▶ _Things to do_
1. In the replication setup guide, what does SharePlex for Oracle use the post queue for?
2. List every command that the replication setup guide shows being entered at the sp_ctrl prompt.
3. Return, word for word, everything in the replication setup guide from "5. SharePlex™ Connector" down to "that Oracle table.".

:: Text section ::

Chat now with support
Chat mit Support

SharePlex Connector for Hadoop 8.5.5 - SharePlex Connector for Hadoop Installation Guide

Use Cases

Set Up and Start Replication

Use case: Set Up and Start Replication

Note: Ensure you complete all Initial Setup instructions first.

1. Start SharePlex for Oracle and sp_ctrl

Ensure SharePlex for Oracle and sp_ctrl are running. The prompt should be sp_ctrl (host:port)>. Refer to the SharePlex for Oracle documentation for more information.

/u01/app/shareplex/prod/bin > ./sp_ctrl

sp_ctrl ()>

2. Define the Oracle tables to replicate/capture change data

Use the SharePlex for Oracle create config command to create the file ConfigFile. The file is opened in vi. Declare all the Oracle tables you want captured into Hadoop, one table per line.

sp_ctrl ()> create config ConfigFile

#######################

datasource: O.OracleSID

OracleSchema.OracleTable !jms[:TargetSchema.TargetTable] IPHostPostQueue[:PostQueueName]

#####################

Example line: soo70.G_AUTHORS !jms 10.20.26.28:q2

IPHostPostQueue is the name or IP address of the host on which the SharePlex post queue is running.

For more information on PostQueueName see Configure ActiveMQ to work with SharePlex.

TIP: To verify there are no errors in the config file run command sp_ctrl ()> verify config ConfigFile.

3. Stop the post queue

SharePlex for Oracle uses the post queue to send messages to the JMS queue.

sp_ctrl ()> stop post

4. Run activate config

Use the SharePlex for Oracle activate config command to activate the file ConfigFile.

sp_ctrl ()> activate config ConfigFile

If you see the error "minimal supplemental logging should be enabled," then see Prepare the Oracle Data Source

5. SharePlex™ Connector for Hadoop® - Run conn_snapshot.sh and/or conn_cdc.sh

 

I) Run conn_snapshot.sh

To enable HDFS Near Real Time Replication or HBase Real Time Replication execute the SharePlex Connector for Hadoop conn_snapshot.sh script.

Specify an Oracle table to replicate. This makes a copy of that Oracle table.

If you declared more than one Oracle table in ConfigFile in step 2, then run conn_snapshot.sh for only those tables which are added for replication.

Note: Take a snapshot of the tables that are added for replication before you start the post queue.

The conn_snapshot.sh script is fully customizable. It is fully documented in conn_snapshot.sh.

conn_snapshot.sh -t Schema.Table -s ';'

You will be prompted to enter the Oracle password. This is the password to the Oracle username supplied during configuration. Run conn_setup.sh

 

II) Run conn_cdc.sh

To start capturing change data on HDFS for an Oracle table, execute the SharePlex Connector for Hadoop conn_cdc.sh script.

If you declared more than one Oracle table in ConfigFile in step 2, then run conn_cdc.sh for only those tables which are added for capturing change data.

Note: Run the conn_cdc.sh script before you start the post queue.

The conn_cdc.sh script is fully customizable. It is fully documented in conn_cdc.sh (conn_cdc.sh).

Captures change data on HDFS for insert, update and delete operations.

:::
:: Data to examine ::

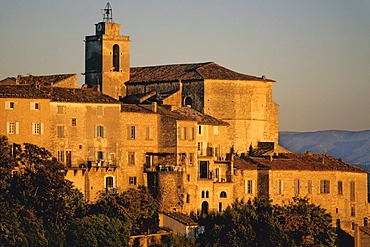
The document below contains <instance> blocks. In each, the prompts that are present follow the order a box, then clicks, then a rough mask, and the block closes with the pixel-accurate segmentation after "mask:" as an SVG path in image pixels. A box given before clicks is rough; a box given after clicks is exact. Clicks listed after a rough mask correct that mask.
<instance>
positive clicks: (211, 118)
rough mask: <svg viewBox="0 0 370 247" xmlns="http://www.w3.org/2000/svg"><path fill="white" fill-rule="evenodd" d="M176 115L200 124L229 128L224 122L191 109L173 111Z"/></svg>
mask: <svg viewBox="0 0 370 247" xmlns="http://www.w3.org/2000/svg"><path fill="white" fill-rule="evenodd" d="M173 112H175V113H178V114H180V115H182V116H184V117H186V118H187V119H192V120H195V121H197V122H198V124H203V125H223V126H229V123H227V122H224V121H222V120H219V119H217V118H214V117H212V116H210V115H207V114H203V113H201V112H199V111H197V110H194V109H193V108H190V107H181V108H178V109H176V110H175V111H173Z"/></svg>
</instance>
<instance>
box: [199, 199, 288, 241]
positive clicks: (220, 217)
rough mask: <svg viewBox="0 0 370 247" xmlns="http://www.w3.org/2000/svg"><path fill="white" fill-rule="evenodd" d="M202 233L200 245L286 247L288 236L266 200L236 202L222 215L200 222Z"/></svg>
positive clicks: (211, 213) (209, 215)
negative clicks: (274, 214) (275, 217)
mask: <svg viewBox="0 0 370 247" xmlns="http://www.w3.org/2000/svg"><path fill="white" fill-rule="evenodd" d="M200 223H201V225H204V226H205V233H204V234H203V235H201V236H200V237H199V244H200V245H201V246H288V245H289V240H288V236H287V235H286V234H285V233H284V231H283V229H282V228H281V225H280V224H279V222H278V221H277V219H276V218H274V216H273V207H272V206H271V203H270V202H269V201H268V200H264V199H255V200H253V201H250V200H249V201H248V202H246V203H244V202H243V201H238V200H237V201H235V202H234V203H233V204H232V205H231V206H230V207H227V208H226V210H225V211H224V212H221V213H217V212H211V213H210V214H209V215H208V216H206V218H204V219H202V220H200Z"/></svg>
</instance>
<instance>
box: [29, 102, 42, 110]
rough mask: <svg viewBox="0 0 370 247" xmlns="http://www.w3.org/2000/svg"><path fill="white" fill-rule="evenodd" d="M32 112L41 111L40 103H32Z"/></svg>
mask: <svg viewBox="0 0 370 247" xmlns="http://www.w3.org/2000/svg"><path fill="white" fill-rule="evenodd" d="M30 109H31V110H40V103H39V102H31V103H30Z"/></svg>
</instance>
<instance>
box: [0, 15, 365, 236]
mask: <svg viewBox="0 0 370 247" xmlns="http://www.w3.org/2000/svg"><path fill="white" fill-rule="evenodd" d="M85 44H86V54H85V84H84V85H83V86H82V87H81V88H80V87H78V85H77V75H76V74H59V75H46V76H32V75H29V76H17V77H14V78H5V79H3V80H2V81H0V113H1V118H0V135H6V136H7V137H8V139H9V141H10V142H11V143H25V142H27V143H33V144H36V145H38V146H40V147H45V148H46V149H48V150H49V151H50V152H51V153H52V154H53V155H54V156H55V157H56V158H57V159H58V161H59V162H60V163H62V164H64V166H65V178H66V179H68V180H70V181H72V182H73V183H74V185H75V186H76V187H77V188H78V189H80V191H81V192H82V193H83V194H84V197H85V199H86V200H87V201H95V200H97V198H98V195H99V193H100V192H102V191H105V192H112V193H114V192H117V191H125V190H127V189H129V188H135V187H138V186H140V185H144V186H147V187H148V188H149V189H150V190H151V191H152V192H153V193H154V194H159V193H160V195H161V200H162V210H163V211H164V212H167V213H168V214H169V215H170V214H171V213H173V212H176V213H181V214H190V212H192V211H193V212H202V213H207V212H209V211H210V210H216V211H222V210H224V209H225V208H226V207H227V206H228V205H230V204H231V203H232V202H233V201H235V200H236V199H245V200H248V199H253V198H255V197H269V198H270V199H271V200H272V201H273V203H277V204H283V203H284V202H287V201H289V200H291V199H292V198H293V197H294V196H300V197H307V198H309V200H310V201H311V202H313V203H315V204H318V205H320V206H322V207H324V208H325V209H327V211H328V212H329V213H330V214H331V215H332V217H333V225H335V224H340V226H341V227H342V228H343V229H344V230H346V231H347V232H348V233H350V234H351V235H354V230H355V226H360V228H361V227H363V226H367V219H368V217H369V204H368V195H367V186H368V185H367V173H366V172H365V171H363V170H361V169H360V168H357V167H355V166H352V165H350V164H346V163H345V162H343V161H342V160H341V159H335V158H333V157H330V156H328V155H316V154H312V153H310V152H307V153H305V154H294V153H291V152H289V151H288V150H286V149H285V148H283V147H281V146H279V144H278V123H279V118H278V108H279V107H278V105H277V104H276V103H275V102H274V101H273V98H272V88H273V85H274V83H275V81H274V80H272V79H268V78H266V77H265V76H260V77H257V76H250V75H245V74H241V73H238V72H235V71H232V70H230V69H228V68H225V67H223V66H221V65H219V64H217V63H215V62H203V63H193V64H170V65H156V66H150V67H130V37H129V36H123V35H121V34H120V25H119V24H118V23H114V22H112V21H111V20H104V21H103V22H99V23H97V24H95V34H94V35H91V36H86V38H85Z"/></svg>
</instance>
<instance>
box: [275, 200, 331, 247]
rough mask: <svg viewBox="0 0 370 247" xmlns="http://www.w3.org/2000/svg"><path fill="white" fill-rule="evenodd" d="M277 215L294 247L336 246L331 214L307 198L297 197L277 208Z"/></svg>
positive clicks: (276, 211)
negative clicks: (332, 224)
mask: <svg viewBox="0 0 370 247" xmlns="http://www.w3.org/2000/svg"><path fill="white" fill-rule="evenodd" d="M275 215H276V217H277V219H278V220H279V222H280V224H282V226H283V229H284V231H285V233H286V234H287V235H288V236H289V238H290V239H291V241H292V246H311V245H314V246H336V238H337V234H336V232H335V228H333V227H332V225H331V222H332V218H331V216H330V214H329V213H327V212H326V210H325V209H323V208H321V207H320V206H316V205H314V204H312V203H309V201H308V199H307V198H298V197H295V198H293V201H292V202H290V203H289V204H287V205H284V206H282V207H281V206H276V210H275Z"/></svg>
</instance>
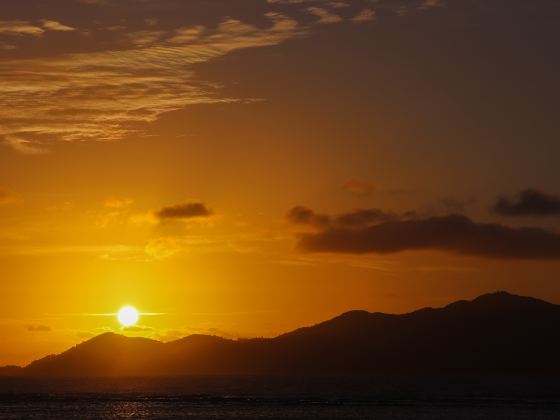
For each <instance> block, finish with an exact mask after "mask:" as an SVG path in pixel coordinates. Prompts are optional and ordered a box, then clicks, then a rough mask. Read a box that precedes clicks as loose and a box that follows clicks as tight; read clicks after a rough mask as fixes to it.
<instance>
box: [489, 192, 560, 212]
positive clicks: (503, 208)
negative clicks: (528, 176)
mask: <svg viewBox="0 0 560 420" xmlns="http://www.w3.org/2000/svg"><path fill="white" fill-rule="evenodd" d="M493 209H494V211H495V212H497V213H498V214H501V215H503V216H558V215H560V197H559V196H554V195H551V194H547V193H545V192H542V191H539V190H536V189H527V190H524V191H521V192H520V193H519V194H518V195H517V196H516V197H513V198H512V197H500V198H499V199H498V201H497V202H496V204H495V205H494V207H493Z"/></svg>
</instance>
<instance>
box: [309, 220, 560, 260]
mask: <svg viewBox="0 0 560 420" xmlns="http://www.w3.org/2000/svg"><path fill="white" fill-rule="evenodd" d="M298 245H299V248H300V249H301V250H303V251H307V252H333V253H352V254H364V253H378V254H389V253H395V252H400V251H410V250H441V251H448V252H453V253H456V254H461V255H471V256H479V257H487V258H499V259H560V235H559V234H557V233H555V232H551V231H548V230H544V229H539V228H511V227H508V226H504V225H500V224H485V223H475V222H473V221H472V220H470V219H469V218H467V217H465V216H461V215H450V216H444V217H432V218H427V219H416V220H399V221H388V222H383V223H380V224H377V225H372V226H365V227H361V228H357V229H351V228H348V227H337V226H334V227H328V228H326V229H323V230H321V231H319V232H315V233H303V234H301V235H300V237H299V244H298Z"/></svg>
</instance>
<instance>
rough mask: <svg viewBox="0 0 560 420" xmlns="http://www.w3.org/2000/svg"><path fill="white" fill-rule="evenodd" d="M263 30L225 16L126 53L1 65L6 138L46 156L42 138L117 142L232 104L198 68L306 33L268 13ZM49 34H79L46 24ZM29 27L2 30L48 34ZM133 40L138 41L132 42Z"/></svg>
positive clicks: (159, 38) (145, 39) (114, 53)
mask: <svg viewBox="0 0 560 420" xmlns="http://www.w3.org/2000/svg"><path fill="white" fill-rule="evenodd" d="M266 19H268V21H269V26H268V27H266V28H258V27H256V26H253V25H251V24H247V23H244V22H241V21H239V20H235V19H224V20H223V21H222V22H221V23H220V24H218V25H217V26H216V27H215V28H206V27H197V28H190V30H189V29H188V28H187V29H185V28H175V29H171V30H168V31H166V32H165V33H162V34H158V36H156V35H155V34H154V33H148V34H147V33H146V32H140V33H136V34H134V33H132V34H131V33H128V34H126V39H124V41H123V42H125V41H126V42H127V43H128V46H127V47H126V48H125V49H122V47H121V48H118V49H117V48H115V49H114V50H109V51H102V52H96V53H87V54H86V53H77V54H66V55H62V56H57V57H42V58H29V59H4V60H2V61H0V137H3V142H4V143H5V144H6V145H8V146H10V147H11V148H12V149H14V150H15V151H17V152H20V153H23V154H41V153H45V152H46V150H45V148H44V147H43V146H41V145H40V143H41V141H52V140H59V141H87V140H94V141H109V140H118V139H120V138H122V137H124V136H125V135H128V134H131V133H133V132H135V129H134V128H132V125H134V124H135V123H142V122H151V121H154V120H156V119H157V117H158V116H159V115H161V114H162V113H165V112H169V111H173V110H177V109H180V108H183V107H185V106H187V105H190V104H200V103H217V102H231V101H234V100H236V99H231V98H222V97H219V96H218V95H217V93H216V87H215V86H211V85H209V84H207V83H204V82H201V81H198V80H196V78H195V77H194V73H193V69H192V67H193V65H194V64H197V63H203V62H206V61H209V60H212V59H215V58H218V57H221V56H223V55H225V54H228V53H230V52H232V51H236V50H240V49H245V48H255V47H264V46H270V45H277V44H280V43H282V42H284V41H286V40H288V39H291V38H293V37H296V36H299V35H302V34H303V29H302V28H300V27H299V25H298V23H297V22H296V21H294V20H292V19H291V18H289V17H287V16H285V15H282V14H279V13H268V14H267V15H266ZM44 26H45V29H50V30H56V31H71V30H72V29H74V28H71V27H69V26H66V25H62V24H59V23H58V22H54V21H45V23H44ZM33 28H35V27H32V26H26V25H24V24H23V23H22V22H15V23H14V22H12V23H10V24H7V23H6V22H4V23H3V24H0V32H6V31H11V32H14V31H17V32H20V33H21V32H25V33H30V34H31V33H33V34H34V33H37V34H38V33H41V32H42V31H44V30H45V29H43V28H38V27H37V28H35V29H33ZM130 37H132V38H133V39H132V40H131V38H130ZM160 38H161V39H160Z"/></svg>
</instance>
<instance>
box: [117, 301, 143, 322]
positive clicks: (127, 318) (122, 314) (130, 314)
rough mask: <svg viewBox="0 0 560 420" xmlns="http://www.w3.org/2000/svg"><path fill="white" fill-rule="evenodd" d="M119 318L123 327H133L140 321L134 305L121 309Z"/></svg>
mask: <svg viewBox="0 0 560 420" xmlns="http://www.w3.org/2000/svg"><path fill="white" fill-rule="evenodd" d="M117 318H118V320H119V322H120V323H121V325H122V326H123V327H131V326H133V325H134V324H136V323H137V322H138V318H139V314H138V311H137V310H136V308H134V307H133V306H125V307H123V308H121V309H120V310H119V312H118V314H117Z"/></svg>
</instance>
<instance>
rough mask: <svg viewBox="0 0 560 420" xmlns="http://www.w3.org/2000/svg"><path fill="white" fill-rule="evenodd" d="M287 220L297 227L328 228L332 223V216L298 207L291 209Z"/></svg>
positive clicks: (288, 212) (312, 210) (300, 207)
mask: <svg viewBox="0 0 560 420" xmlns="http://www.w3.org/2000/svg"><path fill="white" fill-rule="evenodd" d="M286 218H287V219H288V221H290V222H291V223H294V224H296V225H310V226H319V227H321V226H327V225H329V224H330V222H331V218H330V216H328V215H326V214H320V213H315V212H314V211H313V210H311V209H308V208H307V207H303V206H296V207H294V208H293V209H291V210H290V211H289V212H288V214H287V215H286Z"/></svg>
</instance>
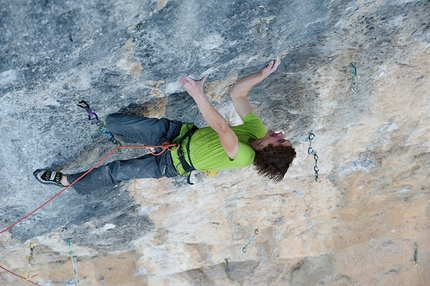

:::

▶ _Written answers_
1. It uses the post queue to send messages to the JMS queue.

2.
- create config ConfigFile
- verify config ConfigFile
- stop post
- activate config ConfigFile

3.
5. SharePlex™ Connector for Hadoop® - Run conn_snapshot.sh and/or conn_cdc.sh

 

I) Run conn_snapshot.sh

To enable HDFS Near Real Time Replication or HBase Real Time Replication execute the SharePlex Connector for Hadoop conn_snapshot.sh script.

Specify an Oracle table to replicate. This makes a copy of that Oracle table.